◆ Brief:
Rewrite the items below, changing "a point per instance" to "one point for each instance" everywhere it occurs and keeping every other word unchanged.
────────────────────────────────────────
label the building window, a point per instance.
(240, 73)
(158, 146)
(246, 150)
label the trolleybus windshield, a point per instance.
────────────────────────────────────────
◆ Result below:
label the building window, one point for each instance.
(240, 73)
(158, 146)
(246, 150)
label the trolleybus windshield, one point for each instance.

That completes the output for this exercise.